§ WORK ITEM:
Report how many lines of the following entries include the string "white"; respond with the number alone.

§ GIVEN INFORMATION:
--- --- ---

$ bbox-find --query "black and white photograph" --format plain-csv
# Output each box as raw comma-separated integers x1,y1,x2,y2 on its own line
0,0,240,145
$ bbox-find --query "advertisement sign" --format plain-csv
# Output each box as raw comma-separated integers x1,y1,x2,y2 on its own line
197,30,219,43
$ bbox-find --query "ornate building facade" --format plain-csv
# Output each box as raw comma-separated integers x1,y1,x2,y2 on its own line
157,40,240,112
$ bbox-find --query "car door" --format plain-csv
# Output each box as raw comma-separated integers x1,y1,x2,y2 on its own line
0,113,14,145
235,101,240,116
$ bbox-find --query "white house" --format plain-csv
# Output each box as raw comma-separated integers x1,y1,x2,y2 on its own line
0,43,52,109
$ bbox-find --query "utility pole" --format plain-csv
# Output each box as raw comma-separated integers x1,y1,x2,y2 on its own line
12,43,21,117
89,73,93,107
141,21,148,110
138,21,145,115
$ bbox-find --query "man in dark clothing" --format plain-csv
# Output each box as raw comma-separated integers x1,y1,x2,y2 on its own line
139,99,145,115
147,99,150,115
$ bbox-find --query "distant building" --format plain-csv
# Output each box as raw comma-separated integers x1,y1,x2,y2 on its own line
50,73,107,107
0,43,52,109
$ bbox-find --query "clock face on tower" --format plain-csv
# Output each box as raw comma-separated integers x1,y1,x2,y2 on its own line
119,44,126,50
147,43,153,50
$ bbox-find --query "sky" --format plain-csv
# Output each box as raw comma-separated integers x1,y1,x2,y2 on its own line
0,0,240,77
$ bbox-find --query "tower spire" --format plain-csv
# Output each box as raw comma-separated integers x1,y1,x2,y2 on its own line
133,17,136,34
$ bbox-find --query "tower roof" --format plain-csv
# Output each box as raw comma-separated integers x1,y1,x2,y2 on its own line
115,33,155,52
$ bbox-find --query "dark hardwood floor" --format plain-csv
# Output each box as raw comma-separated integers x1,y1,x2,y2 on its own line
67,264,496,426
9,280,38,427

--- --- ---

§ ANSWER SPACE:
2